__REQUIREMENT__. Answer with a number only: how many lines of the entries below contain the word "banner"?

--- --- ---

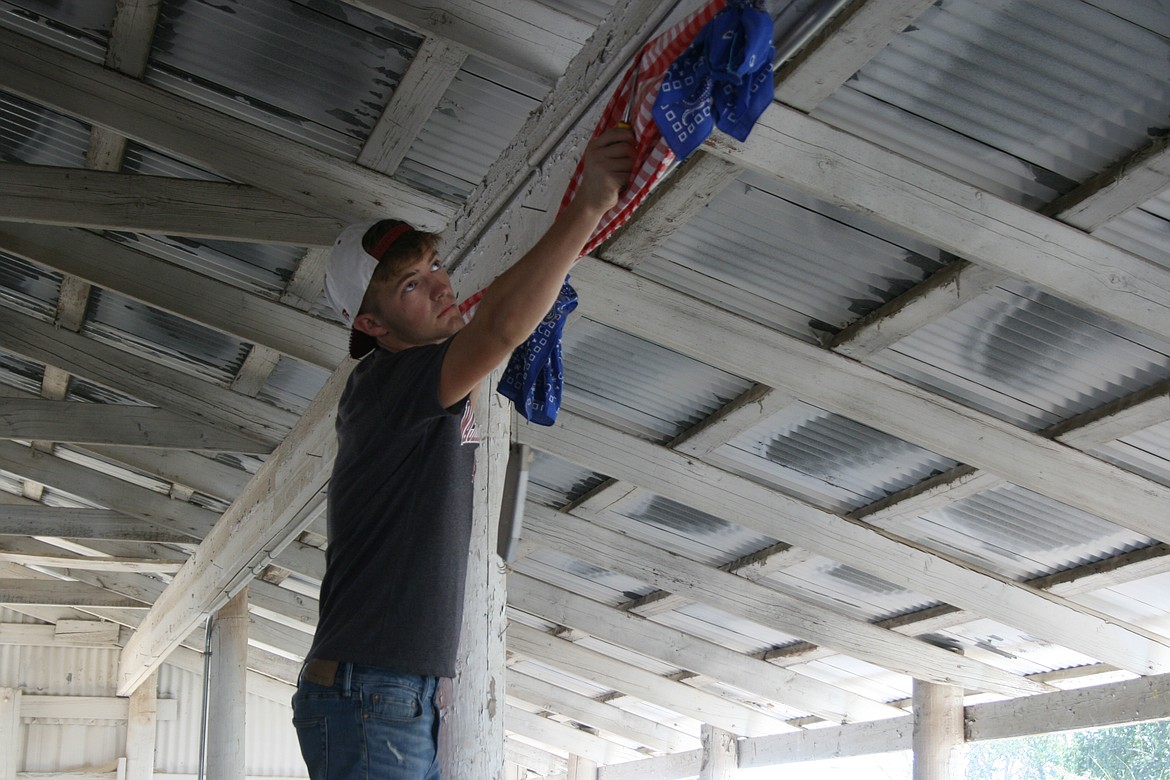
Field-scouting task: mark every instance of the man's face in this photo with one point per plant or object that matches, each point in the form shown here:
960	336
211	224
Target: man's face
415	306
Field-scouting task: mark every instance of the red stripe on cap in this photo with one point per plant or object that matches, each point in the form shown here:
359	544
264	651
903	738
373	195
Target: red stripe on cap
391	236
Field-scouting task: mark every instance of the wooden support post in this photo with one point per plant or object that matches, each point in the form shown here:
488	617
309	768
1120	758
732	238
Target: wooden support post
721	756
582	768
142	729
11	747
228	692
937	731
472	737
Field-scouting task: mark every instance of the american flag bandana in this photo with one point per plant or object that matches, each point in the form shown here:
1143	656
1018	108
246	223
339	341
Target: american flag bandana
535	374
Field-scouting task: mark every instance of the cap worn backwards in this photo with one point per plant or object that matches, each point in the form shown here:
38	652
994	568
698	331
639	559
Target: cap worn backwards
348	276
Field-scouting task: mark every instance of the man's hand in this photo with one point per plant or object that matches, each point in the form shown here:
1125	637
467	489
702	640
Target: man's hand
608	160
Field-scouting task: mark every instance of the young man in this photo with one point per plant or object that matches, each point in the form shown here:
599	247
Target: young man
400	494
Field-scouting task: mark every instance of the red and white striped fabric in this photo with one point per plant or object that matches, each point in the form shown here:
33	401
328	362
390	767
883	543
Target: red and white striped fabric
653	157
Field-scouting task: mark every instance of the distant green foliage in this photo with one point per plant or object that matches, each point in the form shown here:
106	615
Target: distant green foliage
1138	752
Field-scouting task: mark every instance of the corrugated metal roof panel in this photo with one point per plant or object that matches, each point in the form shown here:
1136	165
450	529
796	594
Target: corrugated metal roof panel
1144	232
1027	357
1019	533
36	136
263	269
789	261
476	119
827	460
144	330
1146	453
584	579
683	530
28	288
1065	87
553	482
846	589
293	385
319	73
639	386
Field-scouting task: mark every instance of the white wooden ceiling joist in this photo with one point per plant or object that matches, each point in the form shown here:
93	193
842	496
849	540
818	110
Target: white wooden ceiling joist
573	740
414	99
598	715
41	520
882	554
525	36
116	425
633	681
107	490
144	379
186	294
207	138
61	593
680	649
618	298
148	204
764	606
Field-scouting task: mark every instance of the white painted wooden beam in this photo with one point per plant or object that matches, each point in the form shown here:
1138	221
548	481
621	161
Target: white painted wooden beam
41	520
146	204
60	593
605	717
142	730
186	294
680	649
107	490
275	506
676	200
842	386
764	606
91	564
557	734
207	138
67	633
532	758
937	731
983	228
721	757
646	685
109	423
525	36
144	379
414	99
882	554
847	43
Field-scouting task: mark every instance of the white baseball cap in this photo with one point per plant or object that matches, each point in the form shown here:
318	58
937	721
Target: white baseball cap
349	273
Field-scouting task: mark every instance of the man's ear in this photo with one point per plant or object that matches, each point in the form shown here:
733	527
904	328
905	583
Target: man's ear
369	324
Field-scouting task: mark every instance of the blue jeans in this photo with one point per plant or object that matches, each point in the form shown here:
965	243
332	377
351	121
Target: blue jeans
370	724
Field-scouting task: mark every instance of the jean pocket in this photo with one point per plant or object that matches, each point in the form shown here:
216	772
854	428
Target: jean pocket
312	734
392	703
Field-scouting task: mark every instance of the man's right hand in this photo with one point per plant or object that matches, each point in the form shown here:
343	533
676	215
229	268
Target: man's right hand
608	161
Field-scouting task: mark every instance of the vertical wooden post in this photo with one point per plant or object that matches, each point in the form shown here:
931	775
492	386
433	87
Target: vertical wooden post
721	754
142	730
228	690
937	731
582	768
11	749
472	737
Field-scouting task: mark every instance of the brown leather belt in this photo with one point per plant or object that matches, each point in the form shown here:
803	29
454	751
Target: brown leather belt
321	671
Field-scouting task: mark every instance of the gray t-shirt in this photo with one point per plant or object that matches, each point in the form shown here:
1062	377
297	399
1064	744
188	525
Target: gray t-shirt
399	518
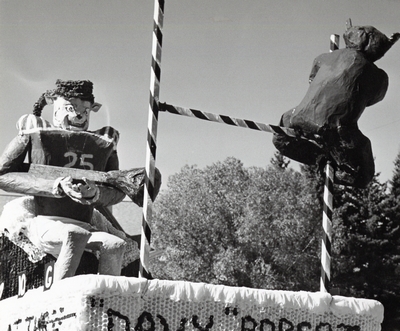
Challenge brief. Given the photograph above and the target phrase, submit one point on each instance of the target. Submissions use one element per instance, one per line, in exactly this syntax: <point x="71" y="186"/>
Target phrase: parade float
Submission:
<point x="34" y="296"/>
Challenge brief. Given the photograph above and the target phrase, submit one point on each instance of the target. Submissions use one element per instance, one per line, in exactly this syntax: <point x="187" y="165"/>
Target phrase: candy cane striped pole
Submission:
<point x="149" y="192"/>
<point x="224" y="119"/>
<point x="327" y="229"/>
<point x="327" y="211"/>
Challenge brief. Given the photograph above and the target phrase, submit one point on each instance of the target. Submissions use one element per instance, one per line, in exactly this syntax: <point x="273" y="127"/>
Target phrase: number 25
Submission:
<point x="82" y="160"/>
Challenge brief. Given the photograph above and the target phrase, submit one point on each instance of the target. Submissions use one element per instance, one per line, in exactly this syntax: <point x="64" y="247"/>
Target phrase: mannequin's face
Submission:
<point x="72" y="114"/>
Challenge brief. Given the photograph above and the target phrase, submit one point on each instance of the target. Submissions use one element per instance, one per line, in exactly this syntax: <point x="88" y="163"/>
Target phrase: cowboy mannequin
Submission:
<point x="64" y="207"/>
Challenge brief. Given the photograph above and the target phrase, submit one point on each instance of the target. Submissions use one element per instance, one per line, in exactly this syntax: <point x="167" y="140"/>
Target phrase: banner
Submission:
<point x="94" y="302"/>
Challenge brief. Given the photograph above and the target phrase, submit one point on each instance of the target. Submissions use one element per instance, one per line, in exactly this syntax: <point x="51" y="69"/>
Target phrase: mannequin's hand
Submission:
<point x="82" y="193"/>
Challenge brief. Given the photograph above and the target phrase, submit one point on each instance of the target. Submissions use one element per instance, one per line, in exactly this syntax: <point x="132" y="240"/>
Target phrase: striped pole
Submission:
<point x="327" y="229"/>
<point x="149" y="192"/>
<point x="327" y="210"/>
<point x="224" y="119"/>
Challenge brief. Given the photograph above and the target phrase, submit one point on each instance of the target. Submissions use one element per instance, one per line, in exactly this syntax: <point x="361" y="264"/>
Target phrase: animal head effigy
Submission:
<point x="369" y="40"/>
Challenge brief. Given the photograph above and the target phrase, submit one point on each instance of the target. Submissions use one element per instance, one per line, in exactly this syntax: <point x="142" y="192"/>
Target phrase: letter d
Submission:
<point x="48" y="275"/>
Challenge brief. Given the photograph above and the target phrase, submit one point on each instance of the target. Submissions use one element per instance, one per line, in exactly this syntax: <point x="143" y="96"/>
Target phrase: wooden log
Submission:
<point x="131" y="181"/>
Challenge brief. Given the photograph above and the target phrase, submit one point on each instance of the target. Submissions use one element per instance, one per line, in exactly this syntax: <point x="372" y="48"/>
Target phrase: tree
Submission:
<point x="366" y="245"/>
<point x="235" y="226"/>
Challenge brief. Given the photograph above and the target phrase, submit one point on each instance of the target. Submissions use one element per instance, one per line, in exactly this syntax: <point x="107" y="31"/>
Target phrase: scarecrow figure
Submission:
<point x="59" y="221"/>
<point x="342" y="84"/>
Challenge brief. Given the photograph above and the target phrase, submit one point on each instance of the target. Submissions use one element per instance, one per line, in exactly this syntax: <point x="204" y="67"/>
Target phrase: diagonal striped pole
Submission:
<point x="224" y="119"/>
<point x="326" y="244"/>
<point x="149" y="192"/>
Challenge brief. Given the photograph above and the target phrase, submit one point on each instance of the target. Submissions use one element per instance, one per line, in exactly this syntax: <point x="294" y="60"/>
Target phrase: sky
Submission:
<point x="247" y="59"/>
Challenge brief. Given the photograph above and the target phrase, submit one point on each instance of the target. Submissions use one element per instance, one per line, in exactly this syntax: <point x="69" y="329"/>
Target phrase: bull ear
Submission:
<point x="394" y="37"/>
<point x="49" y="100"/>
<point x="348" y="24"/>
<point x="95" y="107"/>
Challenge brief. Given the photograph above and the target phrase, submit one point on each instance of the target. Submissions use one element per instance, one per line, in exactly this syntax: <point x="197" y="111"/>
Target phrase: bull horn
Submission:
<point x="348" y="24"/>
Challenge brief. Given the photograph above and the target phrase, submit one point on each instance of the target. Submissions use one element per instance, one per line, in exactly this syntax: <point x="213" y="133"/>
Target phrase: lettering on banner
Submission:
<point x="48" y="275"/>
<point x="148" y="322"/>
<point x="21" y="284"/>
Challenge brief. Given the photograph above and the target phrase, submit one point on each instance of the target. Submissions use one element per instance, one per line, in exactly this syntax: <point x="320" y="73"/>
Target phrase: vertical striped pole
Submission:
<point x="151" y="138"/>
<point x="327" y="229"/>
<point x="327" y="210"/>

--- --- ---

__EXERCISE RESPONSE__. 2